**Directions for this task:** Among the lines of the entries below, count those containing the word "approximate" and answer with the number only.

━━━ Data for review ━━━

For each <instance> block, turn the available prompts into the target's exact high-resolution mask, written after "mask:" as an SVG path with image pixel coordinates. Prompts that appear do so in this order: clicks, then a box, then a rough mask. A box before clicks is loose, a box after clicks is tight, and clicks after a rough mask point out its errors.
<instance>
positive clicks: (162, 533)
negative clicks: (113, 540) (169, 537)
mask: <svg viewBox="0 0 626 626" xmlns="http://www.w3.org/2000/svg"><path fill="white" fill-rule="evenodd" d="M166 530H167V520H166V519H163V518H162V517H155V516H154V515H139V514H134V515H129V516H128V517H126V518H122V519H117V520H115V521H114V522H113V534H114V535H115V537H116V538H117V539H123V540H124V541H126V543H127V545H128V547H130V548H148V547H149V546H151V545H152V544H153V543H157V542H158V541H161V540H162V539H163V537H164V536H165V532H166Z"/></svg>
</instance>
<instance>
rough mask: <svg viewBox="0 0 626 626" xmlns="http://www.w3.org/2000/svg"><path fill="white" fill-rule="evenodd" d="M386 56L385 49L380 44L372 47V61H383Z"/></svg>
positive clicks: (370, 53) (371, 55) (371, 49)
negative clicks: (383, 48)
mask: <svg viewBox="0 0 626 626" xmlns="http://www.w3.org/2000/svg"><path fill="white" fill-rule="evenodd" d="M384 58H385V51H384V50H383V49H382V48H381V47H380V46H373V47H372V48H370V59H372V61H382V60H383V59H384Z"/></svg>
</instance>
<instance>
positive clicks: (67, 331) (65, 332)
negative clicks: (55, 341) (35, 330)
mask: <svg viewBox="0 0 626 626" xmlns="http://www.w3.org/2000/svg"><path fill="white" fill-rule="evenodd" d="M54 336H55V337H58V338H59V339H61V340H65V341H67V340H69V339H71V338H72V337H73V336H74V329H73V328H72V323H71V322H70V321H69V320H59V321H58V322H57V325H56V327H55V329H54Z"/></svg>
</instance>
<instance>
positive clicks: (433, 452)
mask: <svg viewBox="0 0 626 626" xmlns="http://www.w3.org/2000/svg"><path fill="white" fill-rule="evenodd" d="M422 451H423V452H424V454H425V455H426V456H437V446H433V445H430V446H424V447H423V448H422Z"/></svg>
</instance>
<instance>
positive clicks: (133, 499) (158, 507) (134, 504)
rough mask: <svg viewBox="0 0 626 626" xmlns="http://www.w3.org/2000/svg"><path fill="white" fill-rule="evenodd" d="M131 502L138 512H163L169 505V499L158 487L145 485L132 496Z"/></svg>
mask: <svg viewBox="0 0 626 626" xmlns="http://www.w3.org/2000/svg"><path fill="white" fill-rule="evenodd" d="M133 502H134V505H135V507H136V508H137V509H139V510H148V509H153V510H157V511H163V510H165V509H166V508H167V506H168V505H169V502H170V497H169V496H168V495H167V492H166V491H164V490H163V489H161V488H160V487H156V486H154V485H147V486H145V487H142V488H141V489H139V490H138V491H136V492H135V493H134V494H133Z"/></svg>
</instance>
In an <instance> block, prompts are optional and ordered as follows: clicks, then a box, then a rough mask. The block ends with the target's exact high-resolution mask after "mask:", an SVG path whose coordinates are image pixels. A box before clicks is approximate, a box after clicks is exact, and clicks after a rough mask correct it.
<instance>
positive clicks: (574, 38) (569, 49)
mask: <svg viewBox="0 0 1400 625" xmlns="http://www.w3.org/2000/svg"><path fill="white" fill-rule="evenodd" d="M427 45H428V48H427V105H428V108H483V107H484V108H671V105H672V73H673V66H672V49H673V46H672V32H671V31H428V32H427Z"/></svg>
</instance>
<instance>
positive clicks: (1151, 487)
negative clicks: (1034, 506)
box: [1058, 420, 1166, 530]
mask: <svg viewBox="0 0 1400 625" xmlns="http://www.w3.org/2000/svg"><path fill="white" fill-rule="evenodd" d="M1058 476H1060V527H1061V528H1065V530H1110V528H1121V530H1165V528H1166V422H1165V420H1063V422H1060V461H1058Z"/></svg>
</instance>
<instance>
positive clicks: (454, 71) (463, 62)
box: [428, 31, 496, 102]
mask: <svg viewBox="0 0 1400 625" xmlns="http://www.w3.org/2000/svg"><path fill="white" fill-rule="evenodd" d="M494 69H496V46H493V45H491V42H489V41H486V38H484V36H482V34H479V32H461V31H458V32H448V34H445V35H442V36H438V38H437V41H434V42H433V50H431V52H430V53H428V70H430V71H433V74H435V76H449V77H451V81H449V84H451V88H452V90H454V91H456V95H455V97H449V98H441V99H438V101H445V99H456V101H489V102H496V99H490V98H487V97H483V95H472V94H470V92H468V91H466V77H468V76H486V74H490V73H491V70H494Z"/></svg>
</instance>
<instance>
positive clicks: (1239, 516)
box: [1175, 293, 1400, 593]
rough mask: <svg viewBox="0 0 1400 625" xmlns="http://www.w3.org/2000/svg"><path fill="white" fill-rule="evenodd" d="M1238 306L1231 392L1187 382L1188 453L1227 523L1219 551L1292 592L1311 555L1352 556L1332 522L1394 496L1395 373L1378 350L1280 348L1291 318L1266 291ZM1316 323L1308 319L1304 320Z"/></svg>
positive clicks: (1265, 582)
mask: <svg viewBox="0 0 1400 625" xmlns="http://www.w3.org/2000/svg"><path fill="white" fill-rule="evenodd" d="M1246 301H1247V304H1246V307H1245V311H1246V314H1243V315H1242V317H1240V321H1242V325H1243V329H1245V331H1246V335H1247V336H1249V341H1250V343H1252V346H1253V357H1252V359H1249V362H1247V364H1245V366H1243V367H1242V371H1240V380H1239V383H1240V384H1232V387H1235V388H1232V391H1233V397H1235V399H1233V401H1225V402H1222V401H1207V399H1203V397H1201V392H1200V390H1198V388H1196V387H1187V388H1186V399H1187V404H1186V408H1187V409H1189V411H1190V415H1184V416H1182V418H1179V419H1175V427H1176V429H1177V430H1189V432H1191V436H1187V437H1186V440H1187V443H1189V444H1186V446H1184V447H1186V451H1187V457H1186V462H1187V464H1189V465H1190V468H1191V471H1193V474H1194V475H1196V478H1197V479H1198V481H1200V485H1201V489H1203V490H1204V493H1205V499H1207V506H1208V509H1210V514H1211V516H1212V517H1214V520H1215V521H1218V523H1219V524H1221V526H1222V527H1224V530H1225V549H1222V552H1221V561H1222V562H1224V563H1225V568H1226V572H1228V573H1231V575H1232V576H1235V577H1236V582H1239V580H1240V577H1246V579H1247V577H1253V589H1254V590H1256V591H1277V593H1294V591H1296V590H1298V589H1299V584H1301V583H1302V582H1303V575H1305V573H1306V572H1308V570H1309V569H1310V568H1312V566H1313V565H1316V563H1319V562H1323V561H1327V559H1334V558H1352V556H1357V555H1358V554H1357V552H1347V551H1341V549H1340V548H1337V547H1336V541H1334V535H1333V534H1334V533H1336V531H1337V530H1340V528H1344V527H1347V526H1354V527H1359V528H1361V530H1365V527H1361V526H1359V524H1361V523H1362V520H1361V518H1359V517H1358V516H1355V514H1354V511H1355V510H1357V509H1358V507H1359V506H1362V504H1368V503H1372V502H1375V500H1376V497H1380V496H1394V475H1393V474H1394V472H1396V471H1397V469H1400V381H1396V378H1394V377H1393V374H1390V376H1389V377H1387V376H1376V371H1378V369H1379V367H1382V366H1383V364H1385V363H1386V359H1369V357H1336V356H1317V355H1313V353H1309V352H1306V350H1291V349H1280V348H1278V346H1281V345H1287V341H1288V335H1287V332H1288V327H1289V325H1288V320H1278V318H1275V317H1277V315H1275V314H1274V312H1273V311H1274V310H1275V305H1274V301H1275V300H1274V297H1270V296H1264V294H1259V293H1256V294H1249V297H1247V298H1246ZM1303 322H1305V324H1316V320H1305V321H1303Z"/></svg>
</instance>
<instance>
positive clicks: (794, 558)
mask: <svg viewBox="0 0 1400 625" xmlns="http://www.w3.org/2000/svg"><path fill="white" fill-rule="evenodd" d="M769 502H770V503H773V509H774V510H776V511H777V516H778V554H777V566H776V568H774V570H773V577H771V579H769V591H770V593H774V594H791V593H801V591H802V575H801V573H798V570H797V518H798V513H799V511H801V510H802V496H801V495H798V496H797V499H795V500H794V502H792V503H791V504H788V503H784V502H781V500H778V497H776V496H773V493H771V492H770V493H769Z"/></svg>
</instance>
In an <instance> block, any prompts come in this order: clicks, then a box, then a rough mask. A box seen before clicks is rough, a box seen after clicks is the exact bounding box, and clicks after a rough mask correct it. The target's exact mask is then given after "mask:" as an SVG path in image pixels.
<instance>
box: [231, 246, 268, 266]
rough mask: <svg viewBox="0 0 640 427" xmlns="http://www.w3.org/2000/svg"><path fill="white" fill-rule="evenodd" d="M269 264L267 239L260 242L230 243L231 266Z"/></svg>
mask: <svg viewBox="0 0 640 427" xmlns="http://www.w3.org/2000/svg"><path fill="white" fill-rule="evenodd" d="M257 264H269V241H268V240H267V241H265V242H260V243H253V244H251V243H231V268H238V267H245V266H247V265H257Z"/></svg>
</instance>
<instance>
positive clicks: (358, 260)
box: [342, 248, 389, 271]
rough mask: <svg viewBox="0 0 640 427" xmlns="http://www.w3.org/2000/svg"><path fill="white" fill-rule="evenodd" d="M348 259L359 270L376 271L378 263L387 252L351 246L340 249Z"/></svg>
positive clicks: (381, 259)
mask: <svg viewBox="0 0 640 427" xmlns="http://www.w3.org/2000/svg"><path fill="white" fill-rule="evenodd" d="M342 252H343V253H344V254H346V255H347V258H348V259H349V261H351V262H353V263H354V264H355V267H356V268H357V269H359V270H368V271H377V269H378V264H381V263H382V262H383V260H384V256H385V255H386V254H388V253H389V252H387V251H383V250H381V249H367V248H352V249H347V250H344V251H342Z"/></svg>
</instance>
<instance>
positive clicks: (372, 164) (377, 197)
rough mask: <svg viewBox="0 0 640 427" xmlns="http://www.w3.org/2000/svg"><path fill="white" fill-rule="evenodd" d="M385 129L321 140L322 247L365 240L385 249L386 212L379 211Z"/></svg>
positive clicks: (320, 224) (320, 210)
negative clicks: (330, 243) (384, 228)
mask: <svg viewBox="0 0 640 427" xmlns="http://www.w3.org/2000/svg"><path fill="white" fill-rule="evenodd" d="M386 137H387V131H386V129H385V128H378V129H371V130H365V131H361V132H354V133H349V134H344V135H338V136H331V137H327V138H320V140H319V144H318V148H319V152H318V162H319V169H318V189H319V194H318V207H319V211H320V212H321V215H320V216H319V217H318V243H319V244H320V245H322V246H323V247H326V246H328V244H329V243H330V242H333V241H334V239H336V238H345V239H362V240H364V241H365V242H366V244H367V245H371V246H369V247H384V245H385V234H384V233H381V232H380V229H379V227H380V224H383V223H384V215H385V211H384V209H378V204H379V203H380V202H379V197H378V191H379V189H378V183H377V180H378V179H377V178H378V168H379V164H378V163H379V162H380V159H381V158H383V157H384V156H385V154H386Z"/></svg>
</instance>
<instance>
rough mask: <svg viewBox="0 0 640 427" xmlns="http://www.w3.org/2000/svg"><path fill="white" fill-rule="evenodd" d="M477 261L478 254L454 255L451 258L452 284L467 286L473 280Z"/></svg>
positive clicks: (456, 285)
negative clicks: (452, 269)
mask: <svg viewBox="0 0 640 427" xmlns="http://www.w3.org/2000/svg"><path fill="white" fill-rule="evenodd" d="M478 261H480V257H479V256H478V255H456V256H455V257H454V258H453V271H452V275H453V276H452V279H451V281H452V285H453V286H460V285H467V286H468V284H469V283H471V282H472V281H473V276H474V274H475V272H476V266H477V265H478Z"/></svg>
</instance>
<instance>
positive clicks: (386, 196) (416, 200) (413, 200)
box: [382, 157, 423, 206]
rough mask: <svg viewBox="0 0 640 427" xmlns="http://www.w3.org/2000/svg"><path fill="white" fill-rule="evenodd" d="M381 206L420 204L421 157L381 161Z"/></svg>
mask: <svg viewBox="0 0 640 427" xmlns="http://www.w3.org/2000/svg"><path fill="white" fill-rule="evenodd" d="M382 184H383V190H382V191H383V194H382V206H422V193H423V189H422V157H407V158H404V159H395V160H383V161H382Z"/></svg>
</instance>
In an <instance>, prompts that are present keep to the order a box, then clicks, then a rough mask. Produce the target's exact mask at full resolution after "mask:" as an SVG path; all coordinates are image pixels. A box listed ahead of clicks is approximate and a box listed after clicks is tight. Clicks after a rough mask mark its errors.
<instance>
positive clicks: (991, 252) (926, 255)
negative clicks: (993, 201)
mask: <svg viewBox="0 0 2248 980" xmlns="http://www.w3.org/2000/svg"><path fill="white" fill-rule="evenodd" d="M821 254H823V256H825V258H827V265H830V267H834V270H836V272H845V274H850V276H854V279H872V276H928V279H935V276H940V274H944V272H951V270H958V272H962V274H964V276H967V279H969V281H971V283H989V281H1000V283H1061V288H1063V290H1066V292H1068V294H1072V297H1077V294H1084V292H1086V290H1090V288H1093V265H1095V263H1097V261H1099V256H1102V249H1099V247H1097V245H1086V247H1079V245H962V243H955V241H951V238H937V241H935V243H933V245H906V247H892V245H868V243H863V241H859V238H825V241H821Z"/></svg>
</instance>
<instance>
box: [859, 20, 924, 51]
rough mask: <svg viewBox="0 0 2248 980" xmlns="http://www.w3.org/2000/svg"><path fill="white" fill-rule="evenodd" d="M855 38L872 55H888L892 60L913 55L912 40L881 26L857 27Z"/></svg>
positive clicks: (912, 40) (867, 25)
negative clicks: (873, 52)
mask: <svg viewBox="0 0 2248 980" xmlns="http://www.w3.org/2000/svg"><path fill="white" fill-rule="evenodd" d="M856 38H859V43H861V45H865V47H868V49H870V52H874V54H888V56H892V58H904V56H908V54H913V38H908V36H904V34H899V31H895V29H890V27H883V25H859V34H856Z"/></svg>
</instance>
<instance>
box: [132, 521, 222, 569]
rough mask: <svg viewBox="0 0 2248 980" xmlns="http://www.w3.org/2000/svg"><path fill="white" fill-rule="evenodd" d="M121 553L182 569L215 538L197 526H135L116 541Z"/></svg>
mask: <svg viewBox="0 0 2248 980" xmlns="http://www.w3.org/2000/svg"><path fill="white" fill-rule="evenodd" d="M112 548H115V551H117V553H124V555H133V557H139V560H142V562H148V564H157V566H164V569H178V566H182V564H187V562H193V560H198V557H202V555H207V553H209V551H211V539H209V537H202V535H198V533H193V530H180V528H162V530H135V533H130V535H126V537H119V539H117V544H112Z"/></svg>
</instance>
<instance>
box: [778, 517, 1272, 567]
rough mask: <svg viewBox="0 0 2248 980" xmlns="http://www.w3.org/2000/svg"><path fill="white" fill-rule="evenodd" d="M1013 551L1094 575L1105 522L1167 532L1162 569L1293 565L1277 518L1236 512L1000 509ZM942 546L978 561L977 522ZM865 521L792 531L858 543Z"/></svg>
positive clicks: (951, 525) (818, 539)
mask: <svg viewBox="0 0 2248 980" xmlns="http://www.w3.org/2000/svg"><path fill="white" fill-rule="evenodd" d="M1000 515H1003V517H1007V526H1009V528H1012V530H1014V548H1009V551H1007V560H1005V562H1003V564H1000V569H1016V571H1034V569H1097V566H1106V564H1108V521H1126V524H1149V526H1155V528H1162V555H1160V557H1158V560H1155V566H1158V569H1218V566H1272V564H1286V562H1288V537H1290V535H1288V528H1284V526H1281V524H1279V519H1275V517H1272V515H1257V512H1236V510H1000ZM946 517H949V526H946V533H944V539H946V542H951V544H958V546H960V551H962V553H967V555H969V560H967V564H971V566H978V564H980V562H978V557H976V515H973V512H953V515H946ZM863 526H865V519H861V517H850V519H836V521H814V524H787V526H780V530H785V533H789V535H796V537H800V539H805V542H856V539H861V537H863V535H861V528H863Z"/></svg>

━━━

**Task solution:** 2